▶ EXERCISE INSTRUCTIONS
Everything from the opening line of the records below up to and including the line containing "point(596, 61)" should be retyped exactly, minus the pictures.

▶ SUPPLIED DATA
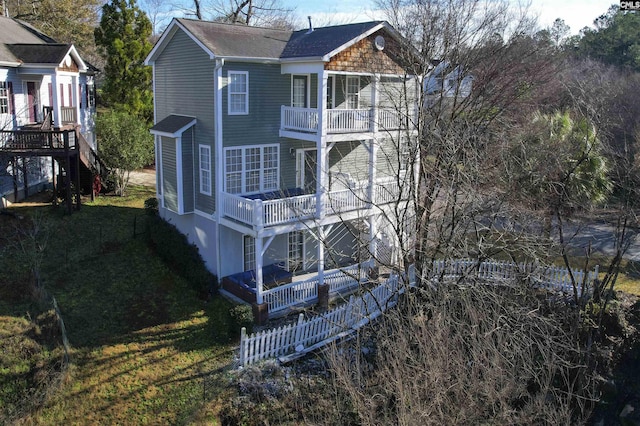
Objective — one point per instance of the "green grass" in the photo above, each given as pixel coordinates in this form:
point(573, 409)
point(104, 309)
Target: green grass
point(145, 348)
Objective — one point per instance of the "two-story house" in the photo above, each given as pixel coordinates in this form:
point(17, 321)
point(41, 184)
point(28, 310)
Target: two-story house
point(46, 89)
point(277, 152)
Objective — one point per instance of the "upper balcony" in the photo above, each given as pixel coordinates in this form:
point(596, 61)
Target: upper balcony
point(268, 211)
point(304, 122)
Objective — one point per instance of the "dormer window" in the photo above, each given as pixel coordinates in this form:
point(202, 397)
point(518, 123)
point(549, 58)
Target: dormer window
point(238, 89)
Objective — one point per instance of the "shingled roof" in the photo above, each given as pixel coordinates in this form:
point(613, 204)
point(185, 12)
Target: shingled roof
point(241, 41)
point(229, 40)
point(324, 40)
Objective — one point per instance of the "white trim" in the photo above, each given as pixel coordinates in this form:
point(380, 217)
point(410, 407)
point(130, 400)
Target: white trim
point(167, 35)
point(353, 41)
point(229, 93)
point(201, 178)
point(179, 176)
point(244, 252)
point(347, 93)
point(307, 88)
point(243, 168)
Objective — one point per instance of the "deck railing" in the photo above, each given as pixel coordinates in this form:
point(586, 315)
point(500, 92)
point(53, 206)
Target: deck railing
point(68, 115)
point(291, 209)
point(343, 120)
point(37, 139)
point(304, 292)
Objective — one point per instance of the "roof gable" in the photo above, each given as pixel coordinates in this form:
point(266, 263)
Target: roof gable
point(327, 41)
point(241, 42)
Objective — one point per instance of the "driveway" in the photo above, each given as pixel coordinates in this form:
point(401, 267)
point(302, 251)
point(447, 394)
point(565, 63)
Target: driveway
point(602, 237)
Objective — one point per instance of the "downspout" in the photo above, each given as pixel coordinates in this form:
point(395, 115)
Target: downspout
point(217, 84)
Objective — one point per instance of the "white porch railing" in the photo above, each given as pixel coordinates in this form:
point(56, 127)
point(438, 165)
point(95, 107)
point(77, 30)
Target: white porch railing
point(303, 119)
point(343, 120)
point(346, 200)
point(348, 120)
point(290, 341)
point(291, 209)
point(305, 292)
point(391, 119)
point(308, 334)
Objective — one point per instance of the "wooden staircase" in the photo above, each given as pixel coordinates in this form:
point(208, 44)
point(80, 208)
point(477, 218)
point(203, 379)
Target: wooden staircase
point(89, 166)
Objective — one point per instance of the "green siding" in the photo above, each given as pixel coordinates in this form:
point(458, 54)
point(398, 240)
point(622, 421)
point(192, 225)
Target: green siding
point(184, 83)
point(169, 176)
point(188, 170)
point(268, 91)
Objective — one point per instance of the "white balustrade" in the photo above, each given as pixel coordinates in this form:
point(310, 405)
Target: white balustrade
point(303, 119)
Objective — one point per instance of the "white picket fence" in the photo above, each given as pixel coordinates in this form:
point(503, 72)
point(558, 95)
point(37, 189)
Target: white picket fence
point(300, 293)
point(293, 340)
point(549, 277)
point(306, 335)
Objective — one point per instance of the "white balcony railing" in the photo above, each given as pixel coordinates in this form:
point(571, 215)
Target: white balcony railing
point(291, 209)
point(343, 120)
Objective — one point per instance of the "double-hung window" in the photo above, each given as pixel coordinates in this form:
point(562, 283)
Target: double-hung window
point(205, 169)
point(249, 252)
point(353, 92)
point(238, 90)
point(299, 92)
point(251, 169)
point(4, 97)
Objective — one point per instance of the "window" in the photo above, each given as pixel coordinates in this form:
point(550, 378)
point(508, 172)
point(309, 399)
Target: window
point(296, 249)
point(4, 97)
point(299, 92)
point(252, 169)
point(330, 94)
point(205, 169)
point(249, 247)
point(353, 92)
point(405, 156)
point(238, 89)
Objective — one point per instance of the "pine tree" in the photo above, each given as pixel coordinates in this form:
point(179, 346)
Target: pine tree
point(123, 39)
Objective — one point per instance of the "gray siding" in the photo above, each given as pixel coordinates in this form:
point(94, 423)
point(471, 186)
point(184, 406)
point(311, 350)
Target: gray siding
point(188, 175)
point(268, 91)
point(184, 82)
point(169, 175)
point(351, 158)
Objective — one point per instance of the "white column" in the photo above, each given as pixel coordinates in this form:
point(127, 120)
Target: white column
point(322, 172)
point(374, 103)
point(56, 100)
point(259, 282)
point(373, 154)
point(75, 86)
point(321, 239)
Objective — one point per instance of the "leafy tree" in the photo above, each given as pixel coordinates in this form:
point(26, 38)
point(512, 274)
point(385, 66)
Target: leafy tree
point(124, 143)
point(615, 41)
point(123, 39)
point(559, 164)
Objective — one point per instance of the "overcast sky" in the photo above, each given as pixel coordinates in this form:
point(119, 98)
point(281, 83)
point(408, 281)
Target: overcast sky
point(576, 13)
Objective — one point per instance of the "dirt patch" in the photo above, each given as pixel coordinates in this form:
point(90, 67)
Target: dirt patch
point(147, 310)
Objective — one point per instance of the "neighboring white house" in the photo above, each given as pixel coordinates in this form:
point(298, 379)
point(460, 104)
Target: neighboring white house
point(280, 154)
point(43, 85)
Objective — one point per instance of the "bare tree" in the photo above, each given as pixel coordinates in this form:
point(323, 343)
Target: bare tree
point(266, 13)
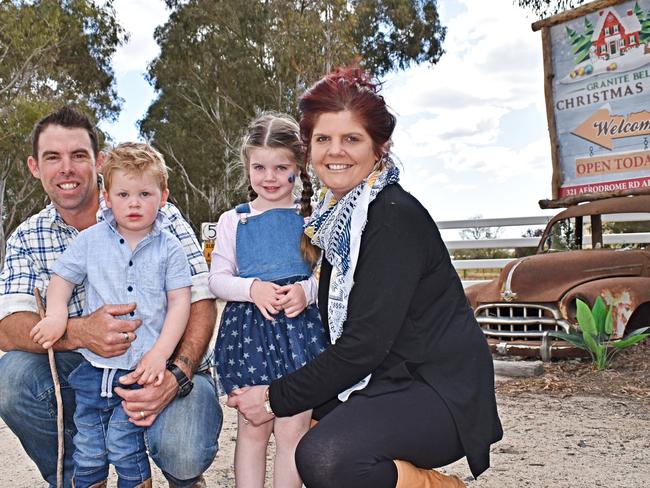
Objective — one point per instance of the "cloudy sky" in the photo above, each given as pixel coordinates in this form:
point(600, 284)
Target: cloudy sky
point(471, 131)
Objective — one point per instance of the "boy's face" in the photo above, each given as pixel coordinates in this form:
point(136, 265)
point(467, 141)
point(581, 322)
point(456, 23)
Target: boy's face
point(135, 200)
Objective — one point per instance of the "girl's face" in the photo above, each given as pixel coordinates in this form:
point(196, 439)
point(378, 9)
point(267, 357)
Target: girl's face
point(273, 173)
point(341, 151)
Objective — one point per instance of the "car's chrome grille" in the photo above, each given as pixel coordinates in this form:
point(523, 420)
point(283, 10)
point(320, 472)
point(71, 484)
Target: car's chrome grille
point(519, 321)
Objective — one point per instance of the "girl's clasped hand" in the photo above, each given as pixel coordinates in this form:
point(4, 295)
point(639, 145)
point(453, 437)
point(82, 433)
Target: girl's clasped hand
point(271, 298)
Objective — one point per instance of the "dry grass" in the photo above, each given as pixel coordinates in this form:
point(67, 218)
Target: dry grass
point(629, 376)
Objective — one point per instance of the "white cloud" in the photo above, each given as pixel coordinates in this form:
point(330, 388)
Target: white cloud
point(139, 18)
point(470, 128)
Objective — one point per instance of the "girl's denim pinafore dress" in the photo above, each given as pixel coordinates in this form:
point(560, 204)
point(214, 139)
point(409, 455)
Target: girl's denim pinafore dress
point(250, 349)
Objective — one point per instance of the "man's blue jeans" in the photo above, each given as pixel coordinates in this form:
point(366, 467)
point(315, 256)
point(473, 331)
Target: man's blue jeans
point(182, 441)
point(104, 434)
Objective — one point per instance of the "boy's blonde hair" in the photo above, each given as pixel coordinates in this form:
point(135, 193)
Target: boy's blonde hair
point(135, 158)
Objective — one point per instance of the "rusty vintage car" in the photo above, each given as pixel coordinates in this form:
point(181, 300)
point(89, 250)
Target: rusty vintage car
point(579, 256)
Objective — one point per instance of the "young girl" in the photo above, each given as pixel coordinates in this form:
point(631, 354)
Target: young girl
point(262, 265)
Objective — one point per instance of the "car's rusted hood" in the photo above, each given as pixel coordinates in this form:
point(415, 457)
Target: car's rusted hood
point(547, 277)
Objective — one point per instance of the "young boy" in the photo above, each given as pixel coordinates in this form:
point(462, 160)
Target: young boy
point(128, 257)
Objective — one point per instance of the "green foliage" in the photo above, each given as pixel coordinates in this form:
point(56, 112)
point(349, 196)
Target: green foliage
point(51, 53)
point(220, 63)
point(595, 332)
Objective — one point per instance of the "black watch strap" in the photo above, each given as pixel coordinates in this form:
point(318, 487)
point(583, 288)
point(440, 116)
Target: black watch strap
point(185, 385)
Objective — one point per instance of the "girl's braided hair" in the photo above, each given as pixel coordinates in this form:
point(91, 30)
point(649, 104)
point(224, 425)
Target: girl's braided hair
point(281, 131)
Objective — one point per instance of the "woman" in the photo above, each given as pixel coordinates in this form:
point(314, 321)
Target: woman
point(408, 381)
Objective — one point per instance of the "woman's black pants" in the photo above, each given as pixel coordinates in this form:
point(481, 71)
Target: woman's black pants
point(355, 444)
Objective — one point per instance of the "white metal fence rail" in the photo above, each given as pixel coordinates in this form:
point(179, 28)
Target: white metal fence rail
point(519, 242)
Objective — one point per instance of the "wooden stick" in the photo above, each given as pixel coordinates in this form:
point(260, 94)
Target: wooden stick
point(59, 399)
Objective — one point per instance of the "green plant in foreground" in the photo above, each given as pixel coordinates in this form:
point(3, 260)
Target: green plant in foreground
point(595, 332)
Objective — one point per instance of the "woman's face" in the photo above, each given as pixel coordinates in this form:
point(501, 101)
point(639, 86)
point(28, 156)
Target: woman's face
point(341, 151)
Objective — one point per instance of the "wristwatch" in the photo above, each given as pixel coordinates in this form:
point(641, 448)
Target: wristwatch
point(267, 402)
point(185, 385)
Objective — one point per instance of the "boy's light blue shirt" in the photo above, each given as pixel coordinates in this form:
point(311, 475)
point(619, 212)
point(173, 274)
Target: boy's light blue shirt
point(101, 259)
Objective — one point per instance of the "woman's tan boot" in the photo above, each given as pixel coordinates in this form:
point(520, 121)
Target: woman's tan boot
point(410, 476)
point(200, 483)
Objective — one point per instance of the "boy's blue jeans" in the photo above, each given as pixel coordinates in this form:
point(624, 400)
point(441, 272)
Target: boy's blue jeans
point(104, 434)
point(182, 441)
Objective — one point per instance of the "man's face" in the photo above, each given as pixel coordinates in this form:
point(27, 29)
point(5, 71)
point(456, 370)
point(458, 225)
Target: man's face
point(66, 166)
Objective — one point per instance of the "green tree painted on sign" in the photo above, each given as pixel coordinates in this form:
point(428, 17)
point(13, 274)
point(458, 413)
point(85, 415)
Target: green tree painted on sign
point(581, 43)
point(644, 20)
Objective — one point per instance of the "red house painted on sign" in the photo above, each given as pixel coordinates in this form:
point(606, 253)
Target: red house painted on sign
point(614, 34)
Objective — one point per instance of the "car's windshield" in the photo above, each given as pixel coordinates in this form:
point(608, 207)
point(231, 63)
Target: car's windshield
point(611, 231)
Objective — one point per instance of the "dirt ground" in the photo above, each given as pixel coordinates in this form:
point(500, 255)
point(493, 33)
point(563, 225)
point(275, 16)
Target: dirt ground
point(571, 427)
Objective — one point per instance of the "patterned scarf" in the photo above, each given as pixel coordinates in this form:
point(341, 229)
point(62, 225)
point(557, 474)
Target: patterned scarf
point(336, 227)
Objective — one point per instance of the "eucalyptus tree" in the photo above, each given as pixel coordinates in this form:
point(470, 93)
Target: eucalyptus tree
point(546, 8)
point(222, 61)
point(51, 53)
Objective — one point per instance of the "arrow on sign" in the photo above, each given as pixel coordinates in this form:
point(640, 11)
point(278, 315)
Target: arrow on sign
point(601, 127)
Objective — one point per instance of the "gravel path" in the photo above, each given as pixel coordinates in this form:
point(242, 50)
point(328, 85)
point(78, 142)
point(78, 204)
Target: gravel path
point(550, 441)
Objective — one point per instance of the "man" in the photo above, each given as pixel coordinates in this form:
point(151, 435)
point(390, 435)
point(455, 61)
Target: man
point(182, 423)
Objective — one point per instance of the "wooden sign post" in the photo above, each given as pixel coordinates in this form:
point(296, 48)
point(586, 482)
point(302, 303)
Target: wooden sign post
point(597, 89)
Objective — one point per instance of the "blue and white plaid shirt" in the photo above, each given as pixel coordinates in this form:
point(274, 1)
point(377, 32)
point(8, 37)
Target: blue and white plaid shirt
point(36, 244)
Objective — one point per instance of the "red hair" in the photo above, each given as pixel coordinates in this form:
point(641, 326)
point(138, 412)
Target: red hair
point(347, 89)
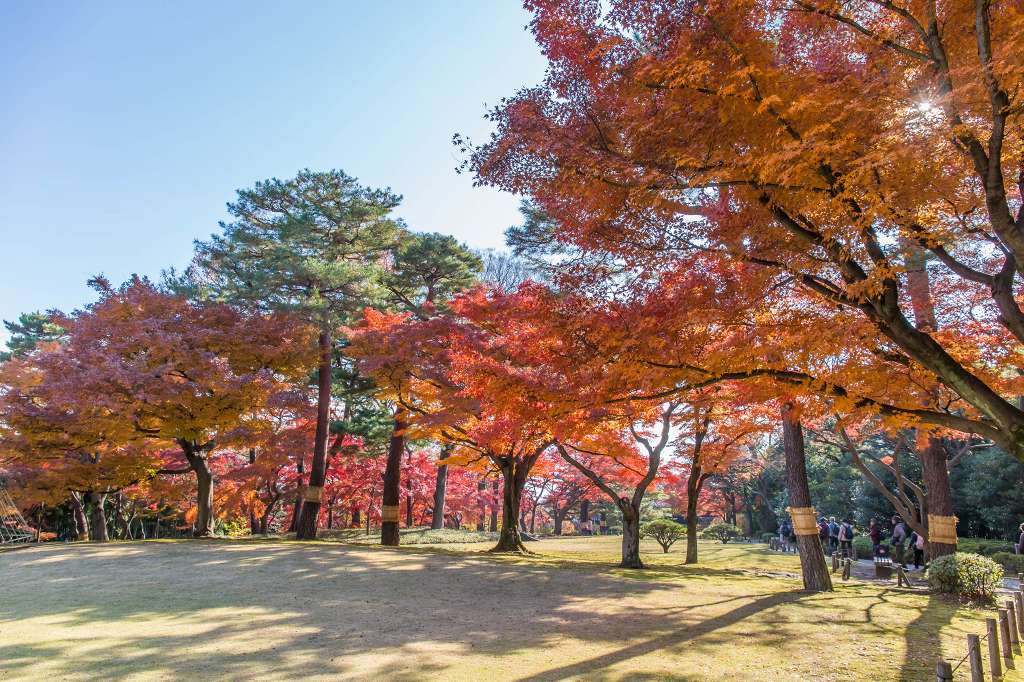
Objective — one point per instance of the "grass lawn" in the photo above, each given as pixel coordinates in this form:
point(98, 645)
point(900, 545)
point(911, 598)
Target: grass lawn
point(273, 609)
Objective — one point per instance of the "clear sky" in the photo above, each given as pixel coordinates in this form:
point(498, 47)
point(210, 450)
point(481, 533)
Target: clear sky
point(125, 127)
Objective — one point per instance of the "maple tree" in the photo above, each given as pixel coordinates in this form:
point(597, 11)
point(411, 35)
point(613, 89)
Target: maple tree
point(830, 147)
point(142, 371)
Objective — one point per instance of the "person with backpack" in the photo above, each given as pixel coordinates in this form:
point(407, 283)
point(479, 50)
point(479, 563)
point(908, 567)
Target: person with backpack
point(833, 535)
point(875, 533)
point(846, 535)
point(918, 545)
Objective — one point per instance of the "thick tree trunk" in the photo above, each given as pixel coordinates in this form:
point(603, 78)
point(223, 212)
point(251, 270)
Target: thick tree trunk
point(940, 499)
point(514, 475)
point(392, 482)
point(691, 528)
point(812, 560)
point(309, 516)
point(494, 506)
point(631, 535)
point(693, 484)
point(78, 511)
point(933, 456)
point(204, 497)
point(440, 486)
point(481, 507)
point(97, 518)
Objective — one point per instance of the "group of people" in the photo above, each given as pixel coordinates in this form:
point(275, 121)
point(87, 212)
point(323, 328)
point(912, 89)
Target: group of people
point(837, 536)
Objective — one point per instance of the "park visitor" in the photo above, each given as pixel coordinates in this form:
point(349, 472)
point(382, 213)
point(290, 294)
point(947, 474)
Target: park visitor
point(846, 535)
point(875, 533)
point(918, 544)
point(833, 535)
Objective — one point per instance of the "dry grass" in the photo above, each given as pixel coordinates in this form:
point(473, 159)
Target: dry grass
point(287, 610)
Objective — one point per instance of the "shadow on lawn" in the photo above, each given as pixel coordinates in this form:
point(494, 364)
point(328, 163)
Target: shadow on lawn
point(326, 609)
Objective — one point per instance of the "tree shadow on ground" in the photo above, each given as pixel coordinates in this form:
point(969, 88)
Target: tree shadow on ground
point(266, 609)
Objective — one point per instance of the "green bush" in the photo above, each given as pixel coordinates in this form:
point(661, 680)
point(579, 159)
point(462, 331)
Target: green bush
point(1014, 563)
point(983, 546)
point(723, 531)
point(862, 547)
point(663, 530)
point(967, 574)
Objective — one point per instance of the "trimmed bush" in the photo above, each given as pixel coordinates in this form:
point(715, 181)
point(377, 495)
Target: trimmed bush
point(970, 576)
point(983, 546)
point(1012, 562)
point(664, 530)
point(722, 531)
point(862, 547)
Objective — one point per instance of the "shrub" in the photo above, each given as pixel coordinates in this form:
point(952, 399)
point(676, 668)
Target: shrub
point(862, 547)
point(983, 546)
point(723, 531)
point(1012, 562)
point(664, 530)
point(967, 574)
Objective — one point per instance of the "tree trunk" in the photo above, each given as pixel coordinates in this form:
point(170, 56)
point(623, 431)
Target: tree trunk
point(494, 506)
point(440, 486)
point(812, 560)
point(204, 497)
point(693, 484)
point(392, 482)
point(81, 523)
point(514, 475)
point(940, 500)
point(631, 535)
point(308, 517)
point(97, 521)
point(691, 524)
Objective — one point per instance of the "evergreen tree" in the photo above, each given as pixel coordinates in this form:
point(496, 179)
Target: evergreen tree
point(316, 245)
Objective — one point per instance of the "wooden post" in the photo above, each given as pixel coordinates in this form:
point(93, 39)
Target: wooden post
point(974, 654)
point(993, 649)
point(1012, 616)
point(1008, 655)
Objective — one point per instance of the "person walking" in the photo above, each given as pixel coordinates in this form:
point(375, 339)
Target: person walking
point(846, 534)
point(918, 545)
point(875, 533)
point(833, 535)
point(899, 537)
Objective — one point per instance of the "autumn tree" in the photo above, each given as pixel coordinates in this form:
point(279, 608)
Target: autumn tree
point(314, 246)
point(426, 270)
point(148, 370)
point(816, 142)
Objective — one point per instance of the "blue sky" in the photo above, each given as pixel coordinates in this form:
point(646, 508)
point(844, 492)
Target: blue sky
point(126, 126)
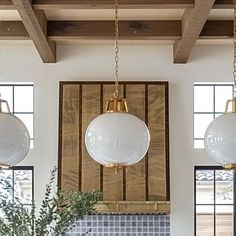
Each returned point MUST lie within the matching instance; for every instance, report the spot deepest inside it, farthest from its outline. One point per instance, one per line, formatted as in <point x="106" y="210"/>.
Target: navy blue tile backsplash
<point x="122" y="225"/>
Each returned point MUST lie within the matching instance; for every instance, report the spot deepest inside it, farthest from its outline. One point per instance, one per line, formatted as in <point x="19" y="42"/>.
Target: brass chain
<point x="116" y="93"/>
<point x="234" y="41"/>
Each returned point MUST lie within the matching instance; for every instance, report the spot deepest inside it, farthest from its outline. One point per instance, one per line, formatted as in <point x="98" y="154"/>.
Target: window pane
<point x="23" y="99"/>
<point x="205" y="220"/>
<point x="198" y="144"/>
<point x="224" y="187"/>
<point x="205" y="187"/>
<point x="203" y="99"/>
<point x="217" y="115"/>
<point x="222" y="94"/>
<point x="28" y="121"/>
<point x="201" y="122"/>
<point x="224" y="220"/>
<point x="6" y="184"/>
<point x="23" y="186"/>
<point x="7" y="94"/>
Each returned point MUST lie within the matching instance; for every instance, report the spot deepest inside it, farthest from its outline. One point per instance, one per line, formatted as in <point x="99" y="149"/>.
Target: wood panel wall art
<point x="142" y="188"/>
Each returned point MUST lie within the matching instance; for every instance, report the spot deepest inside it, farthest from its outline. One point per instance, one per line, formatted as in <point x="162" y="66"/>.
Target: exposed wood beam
<point x="107" y="4"/>
<point x="71" y="30"/>
<point x="223" y="4"/>
<point x="216" y="29"/>
<point x="13" y="30"/>
<point x="6" y="5"/>
<point x="105" y="29"/>
<point x="36" y="24"/>
<point x="192" y="25"/>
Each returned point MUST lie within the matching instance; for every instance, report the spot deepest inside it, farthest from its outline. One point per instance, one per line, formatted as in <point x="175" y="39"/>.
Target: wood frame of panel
<point x="142" y="188"/>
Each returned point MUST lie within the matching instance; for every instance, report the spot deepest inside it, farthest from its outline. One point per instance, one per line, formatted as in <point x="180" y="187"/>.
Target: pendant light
<point x="220" y="136"/>
<point x="117" y="138"/>
<point x="14" y="138"/>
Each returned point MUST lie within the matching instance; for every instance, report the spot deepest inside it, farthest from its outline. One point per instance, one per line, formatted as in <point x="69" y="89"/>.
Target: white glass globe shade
<point x="220" y="139"/>
<point x="117" y="139"/>
<point x="14" y="140"/>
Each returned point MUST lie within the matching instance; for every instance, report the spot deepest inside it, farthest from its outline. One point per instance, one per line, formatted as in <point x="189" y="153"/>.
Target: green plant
<point x="55" y="215"/>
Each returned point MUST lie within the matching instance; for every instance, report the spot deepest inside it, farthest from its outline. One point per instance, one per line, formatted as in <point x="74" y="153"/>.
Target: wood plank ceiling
<point x="47" y="22"/>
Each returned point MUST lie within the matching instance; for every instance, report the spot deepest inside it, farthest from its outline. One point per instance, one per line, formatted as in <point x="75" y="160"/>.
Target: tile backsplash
<point x="122" y="225"/>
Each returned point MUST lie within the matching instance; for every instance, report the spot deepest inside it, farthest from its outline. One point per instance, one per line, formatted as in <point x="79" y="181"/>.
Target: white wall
<point x="207" y="63"/>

▶ RESPONSE TO THE TASK
Objective — one point per instance of the "green grass" in the photo above, each given as pixel coordinates in this form:
point(573, 409)
point(104, 309)
Target: green grass
point(145, 348)
Objective — one point per instance of the "two-story house" in the photo above, each given as pixel coordinates in this form:
point(17, 321)
point(41, 184)
point(28, 310)
Target: two-story house
point(46, 89)
point(277, 152)
Objective — one point per instance of the "upper balcony" in the photo above, each given as pixel coordinates in this form:
point(596, 61)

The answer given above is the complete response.